Task requirements:
1. In the muscular dystrophy text, how much money did the Muscular Dystrophy Association decide to try to raise?
2. Reproduce the muscular dystrophy text word for word from "So little is" to "the 20th year.".

═════ Text section ═════

Medical science has a jawbreaking name but no treatment and no sign of a cure for a mysterious wasting of the muscles. The disease called progressive muscular dystrophy is by no means rare: estimates of U.S. victims range from 100,000 to 200,000. Last week, the recently formed Muscular Dystrophy Association met in Manhattan, decided to try to raise $250,000, largely to push research by Dr. Ade T. Milhorat at New York Hospital-Cornell Medical Center. Its slogan: “Give hope to the hopeless.”
So little is known about muscular dystrophy that doctors cannot even agree on how many kinds there are. But two main types are recognized. The first attacks its victims in childhood, usually between the ages of three and six, and is transmitted through the mother by a recessive gene, nearly always to boys. Treacherous in its onset (seldom giving pain as a warning) and insidious in its advance as it weakens muscle after muscle, childhood dystrophy usually proves fatal before the 20th year.

═════ Data for review ═════

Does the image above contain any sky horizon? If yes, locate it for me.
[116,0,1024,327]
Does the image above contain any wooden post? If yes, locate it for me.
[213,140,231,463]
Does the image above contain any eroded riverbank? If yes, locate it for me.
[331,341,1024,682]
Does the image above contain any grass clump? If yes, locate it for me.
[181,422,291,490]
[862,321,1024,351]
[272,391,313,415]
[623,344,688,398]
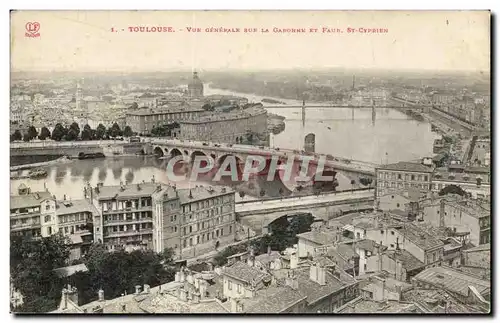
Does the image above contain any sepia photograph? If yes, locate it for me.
[5,10,493,316]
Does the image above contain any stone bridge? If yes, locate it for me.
[235,188,375,234]
[143,139,377,183]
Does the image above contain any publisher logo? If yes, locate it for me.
[25,21,40,38]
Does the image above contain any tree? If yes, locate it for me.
[96,123,106,140]
[38,127,50,140]
[12,130,23,140]
[123,126,133,137]
[52,123,66,141]
[28,126,38,140]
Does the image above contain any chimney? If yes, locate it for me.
[179,288,187,302]
[285,271,299,290]
[97,289,104,302]
[59,288,68,310]
[230,298,238,313]
[439,198,445,227]
[316,265,326,286]
[247,247,255,267]
[199,281,207,299]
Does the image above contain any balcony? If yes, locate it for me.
[104,229,153,238]
[102,205,153,214]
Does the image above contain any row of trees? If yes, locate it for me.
[10,235,175,313]
[214,213,314,266]
[10,122,134,142]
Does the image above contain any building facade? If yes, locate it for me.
[188,72,203,98]
[181,107,267,143]
[126,101,205,135]
[86,182,236,257]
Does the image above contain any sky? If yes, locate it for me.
[11,11,490,72]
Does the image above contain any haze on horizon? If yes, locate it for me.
[11,11,490,73]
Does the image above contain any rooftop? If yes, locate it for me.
[385,250,425,271]
[94,183,173,200]
[236,286,306,313]
[10,191,52,210]
[53,264,88,278]
[177,186,234,204]
[297,231,336,245]
[376,162,433,173]
[57,200,98,215]
[398,223,444,250]
[414,267,491,296]
[179,107,267,124]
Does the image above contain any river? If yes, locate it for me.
[11,86,437,200]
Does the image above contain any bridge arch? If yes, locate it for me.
[153,146,165,157]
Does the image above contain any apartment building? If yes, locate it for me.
[375,162,434,197]
[86,182,235,257]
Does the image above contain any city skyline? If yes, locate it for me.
[11,11,490,72]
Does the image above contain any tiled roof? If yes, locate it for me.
[297,231,336,245]
[242,286,306,313]
[56,200,98,215]
[398,223,443,250]
[377,162,432,173]
[414,267,491,296]
[335,297,422,314]
[177,186,234,204]
[54,264,88,278]
[10,192,52,210]
[296,267,352,304]
[224,261,267,284]
[95,183,168,200]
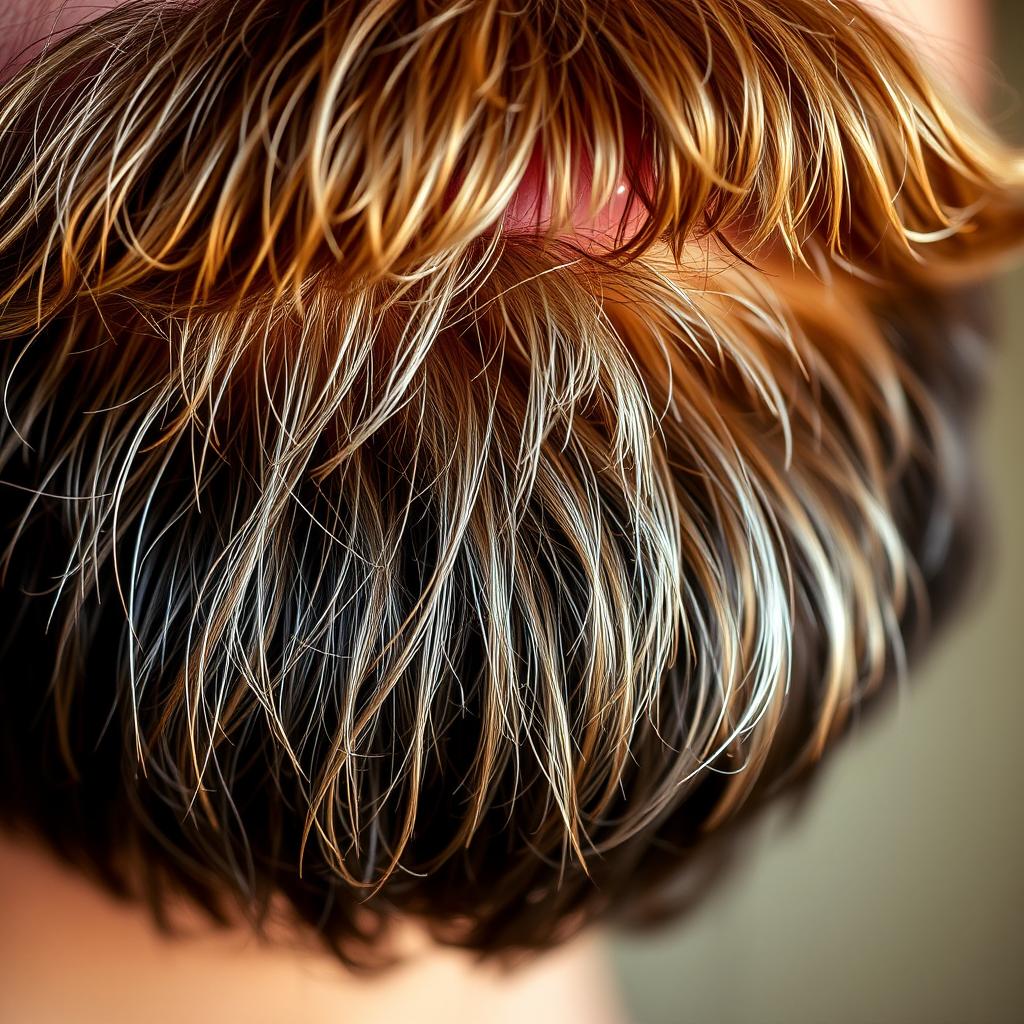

═════

Task answers:
1. $250,000

2.
So little is known about muscular dystrophy that doctors cannot even agree on how many kinds there are. But two main types are recognized. The first attacks its victims in childhood, usually between the ages of three and six, and is transmitted through the mother by a recessive gene, nearly always to boys. Treacherous in its onset (seldom giving pain as a warning) and insidious in its advance as it weakens muscle after muscle, childhood dystrophy usually proves fatal before the 20th year.